◆ AIM OF THE EXERCISE:
Copy verbatim the stretch of rows from the line containing "segment --target=caterpillar curled body" through the line containing "M 146 62 L 128", both lines included.

------ RECORD EXTRACTS

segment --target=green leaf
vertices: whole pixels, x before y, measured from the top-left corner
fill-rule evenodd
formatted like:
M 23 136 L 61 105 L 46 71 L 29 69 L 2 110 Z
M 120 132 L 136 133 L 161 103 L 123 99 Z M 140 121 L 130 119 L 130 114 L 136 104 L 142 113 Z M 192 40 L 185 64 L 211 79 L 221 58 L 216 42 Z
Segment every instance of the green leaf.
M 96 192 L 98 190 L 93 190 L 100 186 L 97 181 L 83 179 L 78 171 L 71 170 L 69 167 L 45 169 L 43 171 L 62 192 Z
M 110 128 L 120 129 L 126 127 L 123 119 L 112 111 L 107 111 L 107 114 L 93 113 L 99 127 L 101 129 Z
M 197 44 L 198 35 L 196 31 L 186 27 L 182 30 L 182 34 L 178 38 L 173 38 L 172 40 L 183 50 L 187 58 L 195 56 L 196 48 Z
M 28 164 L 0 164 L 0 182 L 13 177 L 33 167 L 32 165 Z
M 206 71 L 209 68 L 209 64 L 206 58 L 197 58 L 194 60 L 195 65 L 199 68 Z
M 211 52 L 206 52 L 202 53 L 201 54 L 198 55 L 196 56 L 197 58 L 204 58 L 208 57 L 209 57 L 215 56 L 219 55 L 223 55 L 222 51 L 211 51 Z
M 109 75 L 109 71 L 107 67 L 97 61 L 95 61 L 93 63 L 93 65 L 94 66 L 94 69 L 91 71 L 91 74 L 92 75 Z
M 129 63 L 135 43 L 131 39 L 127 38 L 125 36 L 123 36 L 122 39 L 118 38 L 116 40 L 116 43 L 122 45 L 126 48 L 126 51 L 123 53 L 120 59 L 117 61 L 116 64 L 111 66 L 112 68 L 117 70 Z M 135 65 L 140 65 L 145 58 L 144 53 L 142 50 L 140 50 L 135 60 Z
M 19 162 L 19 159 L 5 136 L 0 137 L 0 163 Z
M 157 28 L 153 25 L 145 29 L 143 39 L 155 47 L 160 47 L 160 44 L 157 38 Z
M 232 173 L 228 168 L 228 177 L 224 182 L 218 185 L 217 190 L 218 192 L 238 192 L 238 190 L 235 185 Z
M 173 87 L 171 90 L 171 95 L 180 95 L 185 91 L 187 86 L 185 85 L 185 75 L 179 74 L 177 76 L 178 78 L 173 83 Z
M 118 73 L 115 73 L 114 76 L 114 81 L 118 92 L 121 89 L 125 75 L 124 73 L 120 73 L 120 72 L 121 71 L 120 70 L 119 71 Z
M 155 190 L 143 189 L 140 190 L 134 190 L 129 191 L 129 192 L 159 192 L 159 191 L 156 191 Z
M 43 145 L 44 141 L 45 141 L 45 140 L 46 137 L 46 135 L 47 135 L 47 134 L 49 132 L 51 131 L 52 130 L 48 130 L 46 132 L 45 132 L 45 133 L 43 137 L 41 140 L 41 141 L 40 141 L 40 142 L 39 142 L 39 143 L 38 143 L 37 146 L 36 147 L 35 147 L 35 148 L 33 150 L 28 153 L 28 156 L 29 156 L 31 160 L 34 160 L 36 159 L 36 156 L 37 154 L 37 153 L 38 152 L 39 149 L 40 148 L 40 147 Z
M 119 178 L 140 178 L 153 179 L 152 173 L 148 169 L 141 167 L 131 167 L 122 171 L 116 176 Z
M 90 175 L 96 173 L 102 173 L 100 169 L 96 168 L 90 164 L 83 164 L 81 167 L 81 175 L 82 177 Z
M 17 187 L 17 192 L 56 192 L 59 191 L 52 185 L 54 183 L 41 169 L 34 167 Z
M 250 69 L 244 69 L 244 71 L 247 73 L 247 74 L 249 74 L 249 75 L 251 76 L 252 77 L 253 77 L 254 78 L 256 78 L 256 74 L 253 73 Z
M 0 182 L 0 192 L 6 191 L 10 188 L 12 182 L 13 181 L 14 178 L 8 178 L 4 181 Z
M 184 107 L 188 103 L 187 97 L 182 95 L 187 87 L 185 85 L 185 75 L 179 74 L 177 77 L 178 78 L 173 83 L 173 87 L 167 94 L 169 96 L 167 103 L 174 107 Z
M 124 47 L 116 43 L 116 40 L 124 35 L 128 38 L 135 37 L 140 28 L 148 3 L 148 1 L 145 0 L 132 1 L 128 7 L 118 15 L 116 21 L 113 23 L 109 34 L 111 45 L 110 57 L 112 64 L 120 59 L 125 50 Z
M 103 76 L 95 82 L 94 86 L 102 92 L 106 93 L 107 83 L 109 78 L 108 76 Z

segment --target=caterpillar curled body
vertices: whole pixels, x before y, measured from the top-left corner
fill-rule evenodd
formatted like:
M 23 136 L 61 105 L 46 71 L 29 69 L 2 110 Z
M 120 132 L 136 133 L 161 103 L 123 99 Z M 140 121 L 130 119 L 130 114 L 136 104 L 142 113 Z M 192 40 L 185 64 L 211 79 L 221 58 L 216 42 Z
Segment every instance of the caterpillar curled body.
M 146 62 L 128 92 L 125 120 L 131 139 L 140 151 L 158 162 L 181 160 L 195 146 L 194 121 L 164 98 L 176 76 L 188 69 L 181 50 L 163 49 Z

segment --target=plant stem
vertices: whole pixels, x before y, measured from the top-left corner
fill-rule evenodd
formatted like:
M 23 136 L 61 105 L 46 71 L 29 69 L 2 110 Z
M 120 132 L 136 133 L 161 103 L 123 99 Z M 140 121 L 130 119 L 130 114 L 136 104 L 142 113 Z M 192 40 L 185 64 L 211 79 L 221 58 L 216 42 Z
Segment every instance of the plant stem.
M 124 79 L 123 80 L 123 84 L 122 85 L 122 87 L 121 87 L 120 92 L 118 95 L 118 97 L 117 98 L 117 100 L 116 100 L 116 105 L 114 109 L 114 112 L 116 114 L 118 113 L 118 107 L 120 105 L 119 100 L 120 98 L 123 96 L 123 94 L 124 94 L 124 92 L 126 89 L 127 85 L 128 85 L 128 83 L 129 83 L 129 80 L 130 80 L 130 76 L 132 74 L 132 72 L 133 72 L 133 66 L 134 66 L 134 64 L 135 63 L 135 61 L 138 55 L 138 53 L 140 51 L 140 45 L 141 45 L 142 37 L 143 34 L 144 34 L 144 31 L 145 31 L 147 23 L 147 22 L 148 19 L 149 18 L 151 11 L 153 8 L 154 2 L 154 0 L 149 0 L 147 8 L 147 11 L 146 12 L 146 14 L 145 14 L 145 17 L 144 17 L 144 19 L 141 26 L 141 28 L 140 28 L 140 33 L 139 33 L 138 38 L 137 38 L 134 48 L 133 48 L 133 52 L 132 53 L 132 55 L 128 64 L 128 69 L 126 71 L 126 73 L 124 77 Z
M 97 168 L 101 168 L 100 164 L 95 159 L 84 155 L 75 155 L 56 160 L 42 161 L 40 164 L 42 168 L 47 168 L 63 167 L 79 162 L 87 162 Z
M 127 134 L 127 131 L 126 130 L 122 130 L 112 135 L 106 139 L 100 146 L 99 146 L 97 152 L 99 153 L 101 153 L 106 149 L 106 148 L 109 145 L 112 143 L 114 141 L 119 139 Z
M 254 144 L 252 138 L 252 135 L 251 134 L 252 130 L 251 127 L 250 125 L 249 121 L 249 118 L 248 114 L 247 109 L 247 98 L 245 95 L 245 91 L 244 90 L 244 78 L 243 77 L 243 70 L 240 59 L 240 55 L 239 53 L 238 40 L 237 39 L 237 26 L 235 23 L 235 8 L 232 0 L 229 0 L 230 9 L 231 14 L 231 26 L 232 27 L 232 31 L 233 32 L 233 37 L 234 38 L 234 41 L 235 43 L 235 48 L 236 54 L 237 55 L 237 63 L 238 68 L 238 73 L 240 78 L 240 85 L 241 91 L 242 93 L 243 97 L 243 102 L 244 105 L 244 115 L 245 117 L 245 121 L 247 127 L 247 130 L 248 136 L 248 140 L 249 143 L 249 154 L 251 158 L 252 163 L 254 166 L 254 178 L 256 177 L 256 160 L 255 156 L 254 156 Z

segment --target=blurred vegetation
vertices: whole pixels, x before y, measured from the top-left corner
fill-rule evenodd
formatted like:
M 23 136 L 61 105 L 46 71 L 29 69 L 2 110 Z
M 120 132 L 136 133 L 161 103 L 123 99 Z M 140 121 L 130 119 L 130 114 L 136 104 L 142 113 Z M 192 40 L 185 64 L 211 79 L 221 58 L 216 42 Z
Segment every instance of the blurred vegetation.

------------

◆ TASK ANSWER:
segment --target=caterpillar curled body
vertices: whole pixels, x before y, measured from the top-left corner
fill-rule evenodd
formatted like:
M 23 136 L 61 105 L 46 71 L 29 69 L 2 110 Z
M 120 132 L 136 133 L 161 103 L 123 99 Z M 140 121 L 130 119 L 130 114 L 136 104 L 142 113 Z M 192 40 L 185 64 L 211 79 L 221 58 L 216 42 Z
Segment every instance of the caterpillar curled body.
M 146 62 L 128 92 L 125 120 L 131 139 L 140 151 L 158 162 L 181 160 L 195 146 L 194 121 L 164 98 L 176 76 L 188 69 L 181 50 L 163 49 Z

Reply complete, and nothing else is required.